**TASK BRIEF**
Only the lines from the line containing "Task: identify the dry" to the end of the entries, both included, belong in your answer, and each must match exactly.

**RECORDS**
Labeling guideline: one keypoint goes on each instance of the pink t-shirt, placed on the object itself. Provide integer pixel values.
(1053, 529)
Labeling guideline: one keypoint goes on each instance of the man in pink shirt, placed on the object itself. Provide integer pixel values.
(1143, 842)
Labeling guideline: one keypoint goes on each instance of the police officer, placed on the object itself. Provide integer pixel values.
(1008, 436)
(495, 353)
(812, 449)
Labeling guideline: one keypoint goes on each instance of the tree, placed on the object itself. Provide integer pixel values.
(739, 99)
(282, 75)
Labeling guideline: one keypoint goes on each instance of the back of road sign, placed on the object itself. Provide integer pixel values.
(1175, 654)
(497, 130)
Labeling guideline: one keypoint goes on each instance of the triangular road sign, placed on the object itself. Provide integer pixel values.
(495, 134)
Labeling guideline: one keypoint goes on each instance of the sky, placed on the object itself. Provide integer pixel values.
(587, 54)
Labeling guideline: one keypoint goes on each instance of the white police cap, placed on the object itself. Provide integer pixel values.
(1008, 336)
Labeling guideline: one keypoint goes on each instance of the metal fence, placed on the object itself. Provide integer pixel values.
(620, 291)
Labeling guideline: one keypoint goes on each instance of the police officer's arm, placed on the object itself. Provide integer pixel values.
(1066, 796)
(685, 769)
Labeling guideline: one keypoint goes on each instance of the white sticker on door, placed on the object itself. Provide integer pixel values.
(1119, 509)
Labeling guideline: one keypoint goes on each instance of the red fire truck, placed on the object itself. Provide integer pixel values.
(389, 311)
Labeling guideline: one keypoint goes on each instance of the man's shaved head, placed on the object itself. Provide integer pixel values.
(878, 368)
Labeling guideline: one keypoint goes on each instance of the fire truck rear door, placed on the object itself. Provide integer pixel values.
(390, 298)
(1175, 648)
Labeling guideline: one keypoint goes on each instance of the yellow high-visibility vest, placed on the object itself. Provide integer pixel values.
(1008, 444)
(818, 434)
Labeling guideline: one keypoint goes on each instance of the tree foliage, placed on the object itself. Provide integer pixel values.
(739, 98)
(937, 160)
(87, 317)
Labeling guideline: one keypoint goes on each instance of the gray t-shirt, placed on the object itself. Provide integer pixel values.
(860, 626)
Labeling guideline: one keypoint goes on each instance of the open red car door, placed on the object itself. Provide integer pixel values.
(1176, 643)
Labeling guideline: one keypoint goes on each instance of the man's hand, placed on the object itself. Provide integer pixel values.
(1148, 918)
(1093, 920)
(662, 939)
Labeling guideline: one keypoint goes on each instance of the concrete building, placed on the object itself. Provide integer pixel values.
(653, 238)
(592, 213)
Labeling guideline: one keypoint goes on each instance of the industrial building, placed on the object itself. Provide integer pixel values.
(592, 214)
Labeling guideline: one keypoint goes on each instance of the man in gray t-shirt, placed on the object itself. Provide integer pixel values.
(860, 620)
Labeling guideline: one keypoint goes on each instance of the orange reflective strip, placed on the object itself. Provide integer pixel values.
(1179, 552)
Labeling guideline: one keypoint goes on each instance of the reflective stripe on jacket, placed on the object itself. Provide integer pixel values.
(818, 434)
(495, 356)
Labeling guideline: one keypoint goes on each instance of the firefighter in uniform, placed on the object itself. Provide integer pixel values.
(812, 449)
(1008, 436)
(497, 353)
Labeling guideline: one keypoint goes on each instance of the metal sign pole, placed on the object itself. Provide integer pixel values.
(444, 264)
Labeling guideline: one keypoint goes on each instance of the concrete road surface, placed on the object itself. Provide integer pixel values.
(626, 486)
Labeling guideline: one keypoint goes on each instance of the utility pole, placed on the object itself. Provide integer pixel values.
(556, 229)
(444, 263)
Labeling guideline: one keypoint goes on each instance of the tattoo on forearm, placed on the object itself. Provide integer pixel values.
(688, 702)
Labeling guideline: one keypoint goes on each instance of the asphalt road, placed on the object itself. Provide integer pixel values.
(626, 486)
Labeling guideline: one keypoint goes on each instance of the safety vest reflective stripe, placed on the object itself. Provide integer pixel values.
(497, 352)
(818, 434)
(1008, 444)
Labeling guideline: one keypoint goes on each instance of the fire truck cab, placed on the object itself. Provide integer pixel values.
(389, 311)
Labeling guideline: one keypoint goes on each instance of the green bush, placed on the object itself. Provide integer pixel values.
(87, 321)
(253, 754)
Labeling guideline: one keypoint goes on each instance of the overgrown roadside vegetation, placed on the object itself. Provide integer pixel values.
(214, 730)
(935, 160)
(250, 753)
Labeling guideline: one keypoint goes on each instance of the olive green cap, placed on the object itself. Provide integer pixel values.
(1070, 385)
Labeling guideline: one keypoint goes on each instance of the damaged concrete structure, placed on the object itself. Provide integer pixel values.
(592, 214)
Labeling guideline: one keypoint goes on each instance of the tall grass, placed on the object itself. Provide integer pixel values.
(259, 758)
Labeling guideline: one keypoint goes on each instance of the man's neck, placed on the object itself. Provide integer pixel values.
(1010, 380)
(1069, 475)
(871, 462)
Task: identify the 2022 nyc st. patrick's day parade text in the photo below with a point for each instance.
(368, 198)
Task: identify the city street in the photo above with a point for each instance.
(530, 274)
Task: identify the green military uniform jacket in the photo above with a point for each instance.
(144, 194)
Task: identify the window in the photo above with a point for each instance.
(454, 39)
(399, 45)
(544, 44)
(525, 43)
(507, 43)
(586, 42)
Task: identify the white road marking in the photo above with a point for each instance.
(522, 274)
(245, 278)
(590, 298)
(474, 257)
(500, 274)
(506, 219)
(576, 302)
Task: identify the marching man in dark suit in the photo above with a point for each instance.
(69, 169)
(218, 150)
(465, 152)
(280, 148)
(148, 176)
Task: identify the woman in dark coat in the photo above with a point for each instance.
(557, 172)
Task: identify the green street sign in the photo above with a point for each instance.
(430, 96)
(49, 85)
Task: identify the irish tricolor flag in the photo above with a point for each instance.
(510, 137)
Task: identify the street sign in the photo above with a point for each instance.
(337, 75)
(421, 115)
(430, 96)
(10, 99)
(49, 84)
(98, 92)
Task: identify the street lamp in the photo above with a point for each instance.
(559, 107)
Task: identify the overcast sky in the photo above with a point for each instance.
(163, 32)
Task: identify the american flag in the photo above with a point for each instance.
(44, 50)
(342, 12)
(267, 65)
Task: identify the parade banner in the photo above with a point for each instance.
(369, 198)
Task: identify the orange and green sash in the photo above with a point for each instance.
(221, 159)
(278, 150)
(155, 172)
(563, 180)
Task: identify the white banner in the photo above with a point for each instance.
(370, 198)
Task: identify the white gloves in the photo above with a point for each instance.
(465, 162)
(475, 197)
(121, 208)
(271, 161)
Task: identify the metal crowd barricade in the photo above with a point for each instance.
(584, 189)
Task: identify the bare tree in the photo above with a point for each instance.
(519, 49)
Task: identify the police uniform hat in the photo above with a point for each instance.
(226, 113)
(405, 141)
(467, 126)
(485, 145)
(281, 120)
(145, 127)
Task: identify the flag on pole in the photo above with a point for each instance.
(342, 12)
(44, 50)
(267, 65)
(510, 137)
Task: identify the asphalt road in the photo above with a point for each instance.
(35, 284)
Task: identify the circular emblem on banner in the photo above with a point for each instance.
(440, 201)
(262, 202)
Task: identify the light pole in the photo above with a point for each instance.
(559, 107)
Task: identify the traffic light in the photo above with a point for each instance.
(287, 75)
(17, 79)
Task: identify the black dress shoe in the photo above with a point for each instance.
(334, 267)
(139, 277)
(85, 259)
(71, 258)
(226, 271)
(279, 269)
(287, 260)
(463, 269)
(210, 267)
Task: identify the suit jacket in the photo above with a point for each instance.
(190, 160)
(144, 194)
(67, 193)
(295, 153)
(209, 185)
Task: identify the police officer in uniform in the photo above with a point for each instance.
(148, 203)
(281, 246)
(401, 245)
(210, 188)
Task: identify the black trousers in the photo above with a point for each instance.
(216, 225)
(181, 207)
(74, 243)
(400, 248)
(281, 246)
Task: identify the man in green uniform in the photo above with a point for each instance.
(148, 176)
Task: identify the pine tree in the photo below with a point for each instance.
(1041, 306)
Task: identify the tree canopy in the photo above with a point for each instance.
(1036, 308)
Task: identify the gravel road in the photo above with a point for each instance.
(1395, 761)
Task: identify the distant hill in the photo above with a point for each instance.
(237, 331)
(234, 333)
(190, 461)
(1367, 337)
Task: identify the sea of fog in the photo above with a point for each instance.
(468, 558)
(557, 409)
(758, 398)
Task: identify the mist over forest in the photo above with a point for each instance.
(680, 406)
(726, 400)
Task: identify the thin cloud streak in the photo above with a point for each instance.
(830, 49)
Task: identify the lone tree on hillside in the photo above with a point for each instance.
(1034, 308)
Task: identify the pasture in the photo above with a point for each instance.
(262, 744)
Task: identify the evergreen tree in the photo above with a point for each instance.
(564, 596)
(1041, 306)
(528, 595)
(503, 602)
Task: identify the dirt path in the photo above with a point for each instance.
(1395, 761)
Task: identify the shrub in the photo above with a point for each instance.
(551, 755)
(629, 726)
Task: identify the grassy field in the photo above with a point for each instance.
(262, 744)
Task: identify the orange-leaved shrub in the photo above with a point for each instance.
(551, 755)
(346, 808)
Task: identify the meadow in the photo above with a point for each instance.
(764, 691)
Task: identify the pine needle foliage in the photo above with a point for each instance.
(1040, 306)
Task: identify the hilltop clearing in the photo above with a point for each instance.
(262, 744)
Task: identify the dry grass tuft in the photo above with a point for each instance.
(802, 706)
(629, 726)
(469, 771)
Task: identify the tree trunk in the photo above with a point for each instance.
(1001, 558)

**TASK RESULT**
Task: identify the dry grass tuft in the photo above with a point for each instance.
(802, 706)
(629, 726)
(469, 771)
Task: identify the tree trunk in the photo above with a point for each instance.
(1001, 558)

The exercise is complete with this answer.